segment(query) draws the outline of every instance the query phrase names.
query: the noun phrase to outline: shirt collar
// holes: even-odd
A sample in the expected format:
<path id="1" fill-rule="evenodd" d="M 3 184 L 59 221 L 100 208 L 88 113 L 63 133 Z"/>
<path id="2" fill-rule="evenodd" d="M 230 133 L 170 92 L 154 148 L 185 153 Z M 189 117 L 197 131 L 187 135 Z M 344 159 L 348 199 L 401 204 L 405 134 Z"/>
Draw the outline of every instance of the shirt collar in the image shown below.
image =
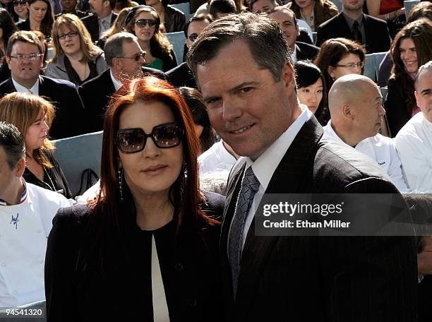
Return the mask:
<path id="1" fill-rule="evenodd" d="M 20 93 L 29 93 L 29 90 L 32 92 L 32 94 L 35 95 L 39 95 L 39 77 L 36 80 L 36 82 L 33 84 L 33 85 L 30 88 L 27 88 L 25 86 L 23 86 L 20 83 L 18 83 L 16 80 L 13 79 L 13 77 L 11 77 L 12 83 L 13 83 L 13 86 L 15 86 L 15 89 L 17 92 Z"/>
<path id="2" fill-rule="evenodd" d="M 300 116 L 273 143 L 253 161 L 246 157 L 246 169 L 252 167 L 253 173 L 260 184 L 267 189 L 276 168 L 280 163 L 288 148 L 304 124 L 313 115 L 305 105 L 300 105 L 302 110 Z"/>

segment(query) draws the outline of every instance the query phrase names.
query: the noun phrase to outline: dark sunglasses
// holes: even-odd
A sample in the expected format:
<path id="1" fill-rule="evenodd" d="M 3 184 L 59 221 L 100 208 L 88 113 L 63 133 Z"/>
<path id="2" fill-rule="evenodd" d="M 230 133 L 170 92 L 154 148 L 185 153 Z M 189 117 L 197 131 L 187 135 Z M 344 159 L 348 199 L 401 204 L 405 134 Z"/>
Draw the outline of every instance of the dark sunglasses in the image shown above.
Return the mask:
<path id="1" fill-rule="evenodd" d="M 197 33 L 191 34 L 189 35 L 189 40 L 193 42 L 195 40 L 196 40 L 196 38 L 198 38 L 198 34 Z"/>
<path id="2" fill-rule="evenodd" d="M 157 125 L 147 134 L 142 129 L 122 129 L 117 131 L 116 144 L 123 153 L 135 153 L 144 150 L 150 137 L 157 148 L 167 149 L 177 146 L 181 142 L 183 131 L 175 123 Z"/>
<path id="3" fill-rule="evenodd" d="M 145 27 L 145 25 L 148 25 L 150 28 L 156 27 L 156 20 L 154 19 L 140 19 L 135 22 L 135 24 L 138 27 Z"/>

★ ★ ★

• REQUIRED TASK:
Quote word for word the lines from the first line above through the line that contains "300 116 L 273", including both ends. Leave the pictures out.

• THE OUTPUT:
segment(query) draws the outline of every instance the query phrase names.
query: the noun phrase to outline: shirt collar
// holes: even-odd
A sample in the expected format:
<path id="1" fill-rule="evenodd" d="M 3 184 L 59 221 L 100 208 L 88 113 L 63 133 Z"/>
<path id="2" fill-rule="evenodd" d="M 230 133 L 170 92 L 154 148 L 185 153 Z M 189 117 L 197 131 L 187 135 Z M 344 159 L 348 199 L 401 204 L 405 134 Z"/>
Draw the outline of every instance of the shirt collar in the image shown below.
image =
Return the mask:
<path id="1" fill-rule="evenodd" d="M 20 93 L 29 93 L 29 90 L 32 92 L 32 94 L 35 95 L 39 95 L 39 77 L 36 80 L 36 82 L 33 84 L 33 85 L 30 88 L 27 88 L 25 86 L 23 86 L 20 83 L 18 83 L 16 80 L 13 79 L 13 77 L 11 77 L 12 83 L 13 83 L 13 86 L 15 86 L 15 89 L 17 92 Z"/>
<path id="2" fill-rule="evenodd" d="M 300 116 L 273 143 L 253 161 L 246 157 L 246 169 L 252 167 L 253 173 L 260 184 L 267 189 L 276 168 L 280 163 L 288 148 L 304 124 L 313 115 L 305 105 L 300 105 L 302 110 Z"/>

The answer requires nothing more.